(Prompt)
In the items below, copy word for word the lines starting at the line containing "Where can the long" and ending at the line containing "<point>232,42</point>", including both of those lines.
— start of Dataset rows —
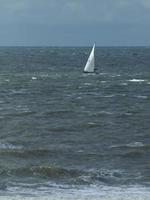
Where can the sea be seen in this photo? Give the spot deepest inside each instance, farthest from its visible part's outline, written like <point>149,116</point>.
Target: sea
<point>69,135</point>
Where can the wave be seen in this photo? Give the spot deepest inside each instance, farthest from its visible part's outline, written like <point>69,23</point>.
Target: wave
<point>8,146</point>
<point>86,193</point>
<point>137,80</point>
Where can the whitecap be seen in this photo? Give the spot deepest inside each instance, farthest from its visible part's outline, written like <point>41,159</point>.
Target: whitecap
<point>7,146</point>
<point>34,78</point>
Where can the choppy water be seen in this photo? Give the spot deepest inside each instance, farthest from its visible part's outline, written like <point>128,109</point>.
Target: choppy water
<point>68,133</point>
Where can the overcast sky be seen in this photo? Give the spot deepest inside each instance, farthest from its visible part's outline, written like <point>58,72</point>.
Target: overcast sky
<point>74,22</point>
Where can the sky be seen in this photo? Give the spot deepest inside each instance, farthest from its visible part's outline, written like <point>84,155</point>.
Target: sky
<point>74,22</point>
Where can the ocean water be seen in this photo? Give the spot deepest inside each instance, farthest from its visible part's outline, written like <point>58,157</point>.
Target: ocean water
<point>65,134</point>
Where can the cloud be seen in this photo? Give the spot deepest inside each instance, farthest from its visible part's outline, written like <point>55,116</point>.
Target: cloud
<point>73,20</point>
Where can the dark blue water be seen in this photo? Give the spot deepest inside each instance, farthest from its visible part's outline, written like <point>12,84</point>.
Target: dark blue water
<point>61,128</point>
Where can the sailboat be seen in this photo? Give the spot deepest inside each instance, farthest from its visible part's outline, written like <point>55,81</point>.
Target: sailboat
<point>90,65</point>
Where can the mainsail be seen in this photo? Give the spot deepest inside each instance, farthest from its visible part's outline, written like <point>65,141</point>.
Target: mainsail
<point>89,67</point>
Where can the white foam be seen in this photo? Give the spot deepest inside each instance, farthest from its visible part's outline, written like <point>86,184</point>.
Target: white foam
<point>34,78</point>
<point>7,146</point>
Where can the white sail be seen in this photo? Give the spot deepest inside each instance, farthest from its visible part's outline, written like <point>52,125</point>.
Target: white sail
<point>89,67</point>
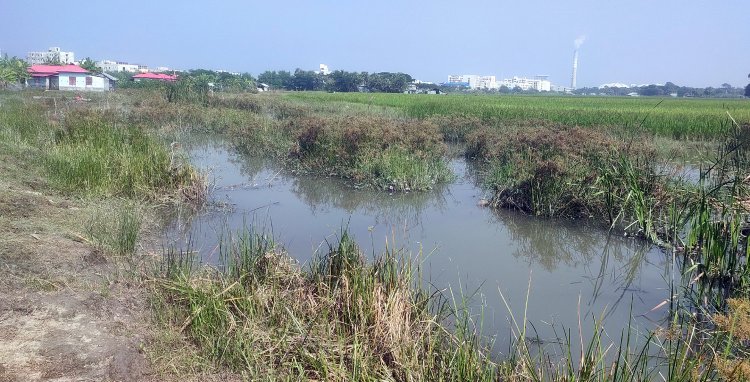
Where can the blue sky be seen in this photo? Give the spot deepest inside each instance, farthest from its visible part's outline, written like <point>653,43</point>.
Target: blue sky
<point>694,43</point>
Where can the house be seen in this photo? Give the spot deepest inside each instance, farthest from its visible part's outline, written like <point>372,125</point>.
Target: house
<point>66,77</point>
<point>154,76</point>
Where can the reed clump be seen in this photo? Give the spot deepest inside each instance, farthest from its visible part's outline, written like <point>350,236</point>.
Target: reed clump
<point>387,153</point>
<point>338,319</point>
<point>93,154</point>
<point>566,172</point>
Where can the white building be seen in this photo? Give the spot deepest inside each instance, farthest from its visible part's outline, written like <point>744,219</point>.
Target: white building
<point>538,83</point>
<point>119,66</point>
<point>66,77</point>
<point>474,81</point>
<point>324,70</point>
<point>51,55</point>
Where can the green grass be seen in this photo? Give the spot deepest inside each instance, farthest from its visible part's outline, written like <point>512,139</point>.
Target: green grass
<point>675,118</point>
<point>340,318</point>
<point>87,152</point>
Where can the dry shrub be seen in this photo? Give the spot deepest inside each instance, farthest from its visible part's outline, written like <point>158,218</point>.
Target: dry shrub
<point>553,170</point>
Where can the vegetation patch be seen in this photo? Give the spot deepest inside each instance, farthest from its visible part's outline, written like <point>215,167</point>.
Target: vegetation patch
<point>339,319</point>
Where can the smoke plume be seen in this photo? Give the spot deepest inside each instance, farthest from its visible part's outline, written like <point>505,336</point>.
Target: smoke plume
<point>579,41</point>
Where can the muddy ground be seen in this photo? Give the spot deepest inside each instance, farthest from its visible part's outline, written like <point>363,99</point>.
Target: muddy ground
<point>66,313</point>
<point>70,311</point>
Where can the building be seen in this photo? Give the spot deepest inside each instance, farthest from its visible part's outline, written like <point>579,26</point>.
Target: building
<point>154,76</point>
<point>538,83</point>
<point>474,81</point>
<point>66,77</point>
<point>119,66</point>
<point>53,54</point>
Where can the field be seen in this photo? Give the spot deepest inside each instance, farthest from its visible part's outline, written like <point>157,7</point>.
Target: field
<point>340,317</point>
<point>674,118</point>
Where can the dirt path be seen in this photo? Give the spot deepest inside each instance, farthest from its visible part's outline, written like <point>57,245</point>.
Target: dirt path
<point>64,313</point>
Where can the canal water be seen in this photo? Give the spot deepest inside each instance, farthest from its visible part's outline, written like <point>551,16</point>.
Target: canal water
<point>573,273</point>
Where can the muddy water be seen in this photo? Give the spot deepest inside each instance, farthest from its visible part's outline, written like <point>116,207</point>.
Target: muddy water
<point>569,269</point>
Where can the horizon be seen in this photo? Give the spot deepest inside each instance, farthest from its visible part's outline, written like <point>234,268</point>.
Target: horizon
<point>644,44</point>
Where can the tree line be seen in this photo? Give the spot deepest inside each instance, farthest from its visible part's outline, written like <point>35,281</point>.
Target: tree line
<point>336,81</point>
<point>724,91</point>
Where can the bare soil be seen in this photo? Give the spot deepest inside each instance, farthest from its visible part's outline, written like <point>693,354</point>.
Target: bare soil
<point>65,314</point>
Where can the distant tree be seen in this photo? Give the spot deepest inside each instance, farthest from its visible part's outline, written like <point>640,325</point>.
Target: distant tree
<point>387,82</point>
<point>12,71</point>
<point>306,80</point>
<point>90,65</point>
<point>277,80</point>
<point>651,90</point>
<point>341,81</point>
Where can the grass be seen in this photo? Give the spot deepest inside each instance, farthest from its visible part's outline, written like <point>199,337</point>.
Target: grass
<point>86,152</point>
<point>340,318</point>
<point>674,118</point>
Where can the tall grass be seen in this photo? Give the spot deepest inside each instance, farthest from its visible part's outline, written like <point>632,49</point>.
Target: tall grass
<point>340,318</point>
<point>676,118</point>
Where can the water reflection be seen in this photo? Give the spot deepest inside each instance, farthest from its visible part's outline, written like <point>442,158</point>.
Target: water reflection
<point>466,247</point>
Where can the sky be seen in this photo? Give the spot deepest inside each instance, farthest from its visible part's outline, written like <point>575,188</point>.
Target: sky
<point>688,42</point>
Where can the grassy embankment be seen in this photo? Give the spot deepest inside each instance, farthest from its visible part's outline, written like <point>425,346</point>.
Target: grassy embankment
<point>548,168</point>
<point>388,153</point>
<point>218,294</point>
<point>544,167</point>
<point>77,187</point>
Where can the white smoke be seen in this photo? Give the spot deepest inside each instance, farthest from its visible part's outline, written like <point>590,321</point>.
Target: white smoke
<point>579,41</point>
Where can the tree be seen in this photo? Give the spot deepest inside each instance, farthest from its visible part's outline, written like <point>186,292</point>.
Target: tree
<point>12,71</point>
<point>90,65</point>
<point>389,82</point>
<point>341,81</point>
<point>277,80</point>
<point>306,80</point>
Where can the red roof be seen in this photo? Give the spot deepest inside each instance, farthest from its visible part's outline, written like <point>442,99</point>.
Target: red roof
<point>51,70</point>
<point>155,76</point>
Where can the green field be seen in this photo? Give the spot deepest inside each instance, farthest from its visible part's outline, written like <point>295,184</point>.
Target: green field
<point>671,117</point>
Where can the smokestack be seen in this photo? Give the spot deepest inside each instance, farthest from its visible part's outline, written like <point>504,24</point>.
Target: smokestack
<point>578,42</point>
<point>575,70</point>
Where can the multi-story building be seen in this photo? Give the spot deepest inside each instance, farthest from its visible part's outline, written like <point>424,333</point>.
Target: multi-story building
<point>474,81</point>
<point>53,54</point>
<point>119,66</point>
<point>538,83</point>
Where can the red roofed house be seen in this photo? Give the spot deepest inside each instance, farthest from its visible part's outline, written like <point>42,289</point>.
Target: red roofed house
<point>154,76</point>
<point>66,77</point>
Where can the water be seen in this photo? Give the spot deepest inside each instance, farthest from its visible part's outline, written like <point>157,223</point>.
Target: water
<point>570,270</point>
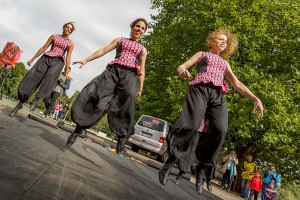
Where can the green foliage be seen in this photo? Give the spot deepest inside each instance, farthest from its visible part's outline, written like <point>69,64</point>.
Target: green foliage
<point>289,192</point>
<point>11,84</point>
<point>267,61</point>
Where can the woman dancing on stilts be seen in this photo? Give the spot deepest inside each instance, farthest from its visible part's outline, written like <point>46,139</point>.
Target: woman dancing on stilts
<point>205,97</point>
<point>46,70</point>
<point>114,91</point>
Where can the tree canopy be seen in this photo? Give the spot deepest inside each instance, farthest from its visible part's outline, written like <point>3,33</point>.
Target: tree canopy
<point>267,62</point>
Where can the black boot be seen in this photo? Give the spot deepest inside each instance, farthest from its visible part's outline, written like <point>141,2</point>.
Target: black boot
<point>199,181</point>
<point>164,175</point>
<point>34,104</point>
<point>120,144</point>
<point>72,138</point>
<point>209,187</point>
<point>15,110</point>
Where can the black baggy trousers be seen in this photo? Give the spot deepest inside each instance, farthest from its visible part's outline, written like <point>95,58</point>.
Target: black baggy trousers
<point>44,74</point>
<point>202,99</point>
<point>113,92</point>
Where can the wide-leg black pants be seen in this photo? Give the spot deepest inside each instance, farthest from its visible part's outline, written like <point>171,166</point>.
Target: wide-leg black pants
<point>201,100</point>
<point>113,92</point>
<point>44,74</point>
<point>50,101</point>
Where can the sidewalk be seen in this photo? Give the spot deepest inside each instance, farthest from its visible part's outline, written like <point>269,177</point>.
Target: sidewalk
<point>6,107</point>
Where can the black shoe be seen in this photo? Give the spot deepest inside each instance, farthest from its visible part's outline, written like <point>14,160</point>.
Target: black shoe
<point>164,176</point>
<point>209,187</point>
<point>72,138</point>
<point>199,188</point>
<point>15,110</point>
<point>199,181</point>
<point>59,124</point>
<point>34,104</point>
<point>120,144</point>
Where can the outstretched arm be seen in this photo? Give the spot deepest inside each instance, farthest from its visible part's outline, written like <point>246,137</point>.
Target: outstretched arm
<point>242,89</point>
<point>142,70</point>
<point>41,50</point>
<point>99,52</point>
<point>68,58</point>
<point>183,68</point>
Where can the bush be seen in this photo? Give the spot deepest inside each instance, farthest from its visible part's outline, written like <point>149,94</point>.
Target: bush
<point>289,192</point>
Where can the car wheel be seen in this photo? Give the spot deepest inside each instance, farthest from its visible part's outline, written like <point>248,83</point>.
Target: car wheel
<point>135,148</point>
<point>163,158</point>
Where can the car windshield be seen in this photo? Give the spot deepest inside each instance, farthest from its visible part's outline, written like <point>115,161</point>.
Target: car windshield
<point>152,123</point>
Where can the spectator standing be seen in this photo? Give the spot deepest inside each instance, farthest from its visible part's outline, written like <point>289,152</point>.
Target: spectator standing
<point>229,170</point>
<point>270,191</point>
<point>248,169</point>
<point>255,186</point>
<point>58,107</point>
<point>270,176</point>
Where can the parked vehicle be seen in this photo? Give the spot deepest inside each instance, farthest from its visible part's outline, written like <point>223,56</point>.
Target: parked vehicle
<point>150,135</point>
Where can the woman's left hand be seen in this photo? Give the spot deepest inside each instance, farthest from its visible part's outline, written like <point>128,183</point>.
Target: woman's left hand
<point>258,105</point>
<point>138,96</point>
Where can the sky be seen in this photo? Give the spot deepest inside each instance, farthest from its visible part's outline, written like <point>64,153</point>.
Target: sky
<point>29,23</point>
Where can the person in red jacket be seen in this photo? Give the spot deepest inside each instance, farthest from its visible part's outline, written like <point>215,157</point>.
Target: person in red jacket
<point>255,186</point>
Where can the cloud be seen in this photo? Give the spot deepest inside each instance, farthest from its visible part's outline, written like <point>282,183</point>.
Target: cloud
<point>30,23</point>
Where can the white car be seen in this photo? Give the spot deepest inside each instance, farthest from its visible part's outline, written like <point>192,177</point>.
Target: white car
<point>150,134</point>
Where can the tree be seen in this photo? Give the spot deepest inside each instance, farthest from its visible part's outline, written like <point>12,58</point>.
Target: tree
<point>10,86</point>
<point>266,61</point>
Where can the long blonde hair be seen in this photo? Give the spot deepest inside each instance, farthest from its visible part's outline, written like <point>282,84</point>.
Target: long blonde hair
<point>232,42</point>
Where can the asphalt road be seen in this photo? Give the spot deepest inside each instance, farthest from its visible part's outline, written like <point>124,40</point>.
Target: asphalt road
<point>36,164</point>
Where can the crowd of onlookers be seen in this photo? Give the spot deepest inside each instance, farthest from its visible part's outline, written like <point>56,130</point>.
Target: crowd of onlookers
<point>252,182</point>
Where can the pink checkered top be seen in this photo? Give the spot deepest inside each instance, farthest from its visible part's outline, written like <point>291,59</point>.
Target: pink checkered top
<point>212,71</point>
<point>128,54</point>
<point>59,47</point>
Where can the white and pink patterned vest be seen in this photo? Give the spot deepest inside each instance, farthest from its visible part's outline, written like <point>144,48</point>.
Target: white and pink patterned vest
<point>210,69</point>
<point>59,47</point>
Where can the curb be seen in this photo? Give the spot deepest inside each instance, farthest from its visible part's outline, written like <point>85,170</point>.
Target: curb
<point>110,144</point>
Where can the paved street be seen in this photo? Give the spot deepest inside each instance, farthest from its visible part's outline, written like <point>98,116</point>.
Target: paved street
<point>36,164</point>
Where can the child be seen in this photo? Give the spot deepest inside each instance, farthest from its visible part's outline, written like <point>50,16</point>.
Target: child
<point>255,185</point>
<point>270,191</point>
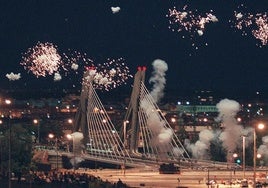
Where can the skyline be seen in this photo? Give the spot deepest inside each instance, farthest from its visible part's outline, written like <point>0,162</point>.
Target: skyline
<point>216,57</point>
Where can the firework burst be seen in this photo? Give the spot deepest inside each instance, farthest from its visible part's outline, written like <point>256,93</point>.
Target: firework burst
<point>42,60</point>
<point>109,75</point>
<point>189,22</point>
<point>255,24</point>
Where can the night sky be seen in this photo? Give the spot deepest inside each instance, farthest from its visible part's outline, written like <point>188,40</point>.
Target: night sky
<point>224,61</point>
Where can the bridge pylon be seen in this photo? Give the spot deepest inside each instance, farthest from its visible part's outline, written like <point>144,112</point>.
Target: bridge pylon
<point>81,123</point>
<point>133,109</point>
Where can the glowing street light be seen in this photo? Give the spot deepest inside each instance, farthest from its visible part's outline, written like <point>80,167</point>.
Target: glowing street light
<point>8,102</point>
<point>36,122</point>
<point>259,126</point>
<point>71,137</point>
<point>125,143</point>
<point>51,136</point>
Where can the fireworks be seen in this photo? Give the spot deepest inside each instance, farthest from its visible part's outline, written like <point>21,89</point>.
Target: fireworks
<point>256,24</point>
<point>190,22</point>
<point>109,75</point>
<point>13,77</point>
<point>43,59</point>
<point>76,61</point>
<point>115,9</point>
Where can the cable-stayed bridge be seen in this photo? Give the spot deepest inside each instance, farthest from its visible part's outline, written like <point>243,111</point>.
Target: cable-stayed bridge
<point>145,138</point>
<point>145,134</point>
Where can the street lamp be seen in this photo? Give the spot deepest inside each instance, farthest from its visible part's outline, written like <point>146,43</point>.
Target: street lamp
<point>244,154</point>
<point>51,136</point>
<point>125,143</point>
<point>8,102</point>
<point>36,122</point>
<point>259,126</point>
<point>71,137</point>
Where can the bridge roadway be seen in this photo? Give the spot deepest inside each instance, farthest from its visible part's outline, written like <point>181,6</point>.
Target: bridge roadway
<point>150,178</point>
<point>137,161</point>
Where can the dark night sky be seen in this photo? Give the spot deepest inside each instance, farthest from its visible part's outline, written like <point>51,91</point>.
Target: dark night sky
<point>139,33</point>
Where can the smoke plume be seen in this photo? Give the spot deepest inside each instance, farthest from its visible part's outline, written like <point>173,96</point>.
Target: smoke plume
<point>162,135</point>
<point>158,79</point>
<point>200,150</point>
— end of Dataset rows —
(Finished exercise)
Where can the long blonde hair be seen in this photo? Give the spot deepest inside each instance, farthest from its visible part's outline, written like <point>282,84</point>.
Target: long blonde hair
<point>232,42</point>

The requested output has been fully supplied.